Work to be completed: Copy out the data below. Leave nothing out and alter nothing.

Supplied records:
☆ ☆ ☆ ☆ ☆ ☆ ☆
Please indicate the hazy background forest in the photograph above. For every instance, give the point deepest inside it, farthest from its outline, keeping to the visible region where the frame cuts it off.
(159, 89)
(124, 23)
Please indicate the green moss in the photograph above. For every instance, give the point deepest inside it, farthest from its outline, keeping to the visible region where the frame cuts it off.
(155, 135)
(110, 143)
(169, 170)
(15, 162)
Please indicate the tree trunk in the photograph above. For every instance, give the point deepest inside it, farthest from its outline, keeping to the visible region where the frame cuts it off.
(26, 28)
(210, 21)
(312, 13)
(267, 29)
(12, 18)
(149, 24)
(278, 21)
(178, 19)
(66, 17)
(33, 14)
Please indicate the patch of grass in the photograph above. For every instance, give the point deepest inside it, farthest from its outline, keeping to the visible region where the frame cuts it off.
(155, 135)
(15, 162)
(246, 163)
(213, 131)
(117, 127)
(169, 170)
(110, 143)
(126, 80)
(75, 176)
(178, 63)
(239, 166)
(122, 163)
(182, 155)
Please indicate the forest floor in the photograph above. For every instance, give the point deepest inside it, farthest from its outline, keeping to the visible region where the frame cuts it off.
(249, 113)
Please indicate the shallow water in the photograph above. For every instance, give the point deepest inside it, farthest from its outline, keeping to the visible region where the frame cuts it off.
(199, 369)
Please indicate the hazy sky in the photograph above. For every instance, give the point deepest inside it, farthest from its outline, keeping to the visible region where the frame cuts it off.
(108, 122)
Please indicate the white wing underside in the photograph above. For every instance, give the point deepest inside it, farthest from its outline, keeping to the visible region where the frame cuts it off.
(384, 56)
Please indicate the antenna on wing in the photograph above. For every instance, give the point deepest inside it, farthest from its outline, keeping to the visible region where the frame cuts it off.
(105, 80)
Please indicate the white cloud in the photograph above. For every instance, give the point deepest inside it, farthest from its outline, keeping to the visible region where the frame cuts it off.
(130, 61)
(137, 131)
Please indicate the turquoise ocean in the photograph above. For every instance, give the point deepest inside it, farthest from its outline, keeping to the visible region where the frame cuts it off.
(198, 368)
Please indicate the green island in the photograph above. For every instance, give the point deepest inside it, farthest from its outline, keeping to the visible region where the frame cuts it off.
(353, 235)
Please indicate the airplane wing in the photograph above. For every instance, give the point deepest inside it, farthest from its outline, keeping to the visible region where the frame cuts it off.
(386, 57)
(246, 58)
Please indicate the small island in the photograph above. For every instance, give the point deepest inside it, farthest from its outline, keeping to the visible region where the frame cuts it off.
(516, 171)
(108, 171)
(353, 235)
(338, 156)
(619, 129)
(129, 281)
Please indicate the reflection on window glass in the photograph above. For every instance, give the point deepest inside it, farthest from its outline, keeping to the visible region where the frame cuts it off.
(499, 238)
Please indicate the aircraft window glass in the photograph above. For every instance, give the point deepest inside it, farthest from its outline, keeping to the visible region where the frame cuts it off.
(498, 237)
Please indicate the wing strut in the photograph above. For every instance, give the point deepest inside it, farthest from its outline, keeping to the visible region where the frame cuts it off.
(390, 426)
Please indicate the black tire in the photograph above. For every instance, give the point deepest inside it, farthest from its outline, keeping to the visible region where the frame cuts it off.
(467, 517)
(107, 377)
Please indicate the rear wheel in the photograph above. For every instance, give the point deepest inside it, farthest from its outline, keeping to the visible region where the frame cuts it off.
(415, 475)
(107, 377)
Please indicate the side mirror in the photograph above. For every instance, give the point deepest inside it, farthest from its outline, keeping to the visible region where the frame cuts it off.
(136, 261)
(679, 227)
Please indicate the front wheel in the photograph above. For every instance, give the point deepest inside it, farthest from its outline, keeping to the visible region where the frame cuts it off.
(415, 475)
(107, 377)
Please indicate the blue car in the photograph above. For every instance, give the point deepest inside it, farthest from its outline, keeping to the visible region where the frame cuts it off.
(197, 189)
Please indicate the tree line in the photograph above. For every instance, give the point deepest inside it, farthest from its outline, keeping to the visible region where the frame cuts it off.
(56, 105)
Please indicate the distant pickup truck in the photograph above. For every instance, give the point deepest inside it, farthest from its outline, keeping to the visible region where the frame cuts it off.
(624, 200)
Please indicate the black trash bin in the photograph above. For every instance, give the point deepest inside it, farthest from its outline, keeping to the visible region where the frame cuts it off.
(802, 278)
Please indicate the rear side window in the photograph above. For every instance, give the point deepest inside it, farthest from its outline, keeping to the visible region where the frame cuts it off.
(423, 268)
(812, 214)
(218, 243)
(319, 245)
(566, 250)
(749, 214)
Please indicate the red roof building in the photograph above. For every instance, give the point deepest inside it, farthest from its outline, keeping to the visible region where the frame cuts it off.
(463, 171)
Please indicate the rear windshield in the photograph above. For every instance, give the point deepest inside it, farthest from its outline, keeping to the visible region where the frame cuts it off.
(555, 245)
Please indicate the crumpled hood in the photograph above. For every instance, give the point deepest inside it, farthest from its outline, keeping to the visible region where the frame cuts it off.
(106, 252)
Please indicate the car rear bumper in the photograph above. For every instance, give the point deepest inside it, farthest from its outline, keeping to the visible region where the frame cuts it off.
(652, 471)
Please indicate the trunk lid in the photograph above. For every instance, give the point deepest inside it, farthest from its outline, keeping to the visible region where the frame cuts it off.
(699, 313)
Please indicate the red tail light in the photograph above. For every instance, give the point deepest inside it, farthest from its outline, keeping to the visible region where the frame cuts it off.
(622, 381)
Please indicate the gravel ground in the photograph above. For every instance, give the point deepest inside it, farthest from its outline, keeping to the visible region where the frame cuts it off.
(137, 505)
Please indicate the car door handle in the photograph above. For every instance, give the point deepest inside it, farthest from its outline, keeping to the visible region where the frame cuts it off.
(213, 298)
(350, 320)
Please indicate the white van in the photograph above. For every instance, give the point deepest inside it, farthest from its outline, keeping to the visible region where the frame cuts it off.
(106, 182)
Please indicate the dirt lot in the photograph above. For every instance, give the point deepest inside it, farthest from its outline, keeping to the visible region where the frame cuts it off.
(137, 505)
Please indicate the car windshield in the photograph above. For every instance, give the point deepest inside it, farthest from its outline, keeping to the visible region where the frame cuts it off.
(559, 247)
☆ ☆ ☆ ☆ ☆ ☆ ☆
Written response:
Please indicate the hazy background forest in the photograph above. For every instance, give the point deepest inside it, farthest from its outline, keeping to the visible region where the frame cuts it off.
(159, 89)
(124, 23)
Please indicate the green moss in the photograph above. For every instance, give the point deepest inside it, farthest from its outline, keeping to the visible region where the frame cuts it off.
(155, 135)
(110, 143)
(169, 170)
(15, 162)
Please indicate the tree trunk in the photograph above. For every instance, give the point deepest inside it, farthest from its outline, keeping to the visible region where the frame cuts it off.
(26, 28)
(210, 21)
(312, 13)
(267, 29)
(12, 18)
(149, 24)
(278, 21)
(178, 19)
(66, 17)
(33, 14)
Please indicate the patch of grass in the photograph above. For every instance, give the point deepest inside it, farthest from its outline, keeping to the visible region where the frame cuts it off.
(155, 135)
(15, 162)
(246, 163)
(213, 131)
(117, 127)
(169, 170)
(110, 143)
(126, 80)
(75, 176)
(178, 63)
(239, 166)
(122, 163)
(182, 155)
Please indicate the forest floor in the photograph above. For every instance, give the point deepest inside it, farthest from its outline, keeping to the visible region where the frame cuts it off.
(249, 113)
Please indicate the shallow water in the photograph above. For every instance, give the point deepest inside it, farthest from its outline, keeping to the visible region where the frame cuts it off.
(199, 369)
Please indicate the hazy sky in the photograph above. For every instance, give the point deepest inside it, farthest from its outline, keeping to the visible region where the frame cuts it off.
(108, 122)
Please indicate the white wing underside in the photograph above. For every instance, give the point deepest inside it, farthest from its outline, keeping to the visible region where the frame cuts it off.
(384, 56)
Please indicate the antenna on wing in the photograph above. For every instance, give the point deepest inside it, farthest from its outline, keeping to the visible region where the frame cuts it off.
(105, 80)
Please indicate the white cloud in the photograph above. For every instance, give the point deepest inside it, farthest from its outline, keeping to the visible region where the frame cuts it off.
(130, 61)
(137, 131)
Please indicate the turquoise ocean in the photograph above. For every instance, give the point deepest inside it, farthest from its outline, keeping to the visible region where the frame cuts it off.
(198, 368)
Please indicate the green island in the photograph above. For every instance, give the point deepest inside it, farthest from its outline, keeping to the visible region where the frame cuts it off.
(353, 235)
Please indicate the airplane wing in the photograph above. For every instance, give the point deepest inside it, farthest from its outline, keeping to the visible region where the frame cuts it off.
(386, 57)
(246, 58)
Please indicate the small island in the photograph above. For every instance, give the point deepest inside it, farthest from its outline, keeping to the visible region where the frame cuts it off.
(516, 171)
(108, 171)
(353, 235)
(338, 156)
(619, 129)
(129, 281)
Please indicate the reflection on window glass in the photograph above. For every instance, give the point deepest inside it, farthest from its outline, keeping to the visible region where the frame cuts it off.
(499, 238)
Please indicate the aircraft window glass in the photograph above. For every instance, give the point deepest inside it, farthest from its outline, keeping to the visible region where the frame cuts it off.
(498, 237)
Please indicate the wing strut in the photograph above. For every instance, give the point deepest inside it, farthest from its outline, keeping to the visible region where the frame cuts it off.
(390, 426)
Please indicate the black tire in the photograph above. For every instance, give the point deepest inside it, farthest from its outline, keeping to the visible region where the frame cuts it off.
(467, 517)
(107, 377)
Please indicate the rear wheel in the photograph above. For every instance, give the point deepest inside it, farthest from its outline, keeping to the visible region where the frame cuts it off.
(415, 475)
(107, 377)
Please indicate the side mirror in the photograph above. For every instance, give the point deepest inside it, farthest from its outline, keeping to the visible region where the frame cuts it off.
(136, 261)
(679, 227)
Please indicate the front wheel in the photograph above. For every instance, give the point deepest inside it, farthest from its outline, keeping to the visible region where the frame cuts it off.
(415, 475)
(107, 377)
Please indicate the blue car in the photograph above. For every instance, give the point deepest inside it, farthest from its outline, keeping to the visible region where the frame cuts it off.
(197, 189)
Please indicate the tree line in the photograph above. For every instance, give the point deepest inside it, farthest from its outline, keeping to the visible region where the frame cuts it off.
(56, 105)
Please indicate the distant pickup truck in the photograph above. For every instance, give the point deepest inside it, farthest from its outline, keeping to the visible region where the frame cuts it off.
(624, 200)
Please indicate the black trash bin in the photograph above. For every instance, give the point deepest inside it, farthest from its outline, keeping to the visible region where the frame cuts it off.
(802, 278)
Please indicate the rear side window in the photograph above. For every instance, give the point deepest inside it, farthest from its outline, keeping to the visible region where the frame cuts it off.
(423, 268)
(812, 214)
(218, 243)
(319, 245)
(566, 250)
(749, 214)
Please indicate the red roof building in the photograph above. For every instance, give the point deepest inside it, farthest from its outline, keeping to the visible region where the frame cuts it off.
(463, 171)
Please indicate the rear windshield in the photograph above. For every instance, give the point deepest inside it, farthest from its outline, keeping to the visible region where the frame cuts it off.
(555, 245)
Please indicate the crumpled hood in the photograph above. For every instance, give the point deepest inside it, farthest from its outline, keeping to the visible region where the frame cuts it off.
(106, 252)
Please indicate the car rear bumper in the photograph above. For every instance, give the point deepest inside it, farthest from its outline, keeping to the visible region where the frame cuts it off.
(652, 471)
Please indicate the trunk lid in the photograph above. For every instance, give the point deepest inside it, farthest from its outline, keeping to the visible region where the frame cuts it off.
(699, 313)
Please indicate the red tail light in the photograph above. For every instance, give the point deepest inside it, farthest from its outline, keeping to the visible region where the frame cuts it off.
(622, 381)
Please indicate the gravel ground in the photograph above. For every instance, give the point deepest inside it, farthest from its outline, keeping to the visible region where the frame cuts it off.
(137, 505)
Please indicate the car door handle in the photograph above. For every instance, give the point deepest inside it, farthest from its outline, keeping to the visible region where the frame cuts it off.
(213, 298)
(350, 320)
Please indicate the white van in the photograph above. For every instance, give the point deepest inside it, farthest from its outline, keeping to the visible region where the frame cuts it off.
(106, 182)
Please indicate the dirt lot in the photograph above. For every instance, give the point deepest inside it, farthest from its outline, keeping to the visible region where the frame cuts it off.
(137, 505)
Please indicate the car windshield in the photograph above. For every instance, give the point deepest inside it, farthest from its outline, keeping to the visible region where the frame cuts it off.
(559, 247)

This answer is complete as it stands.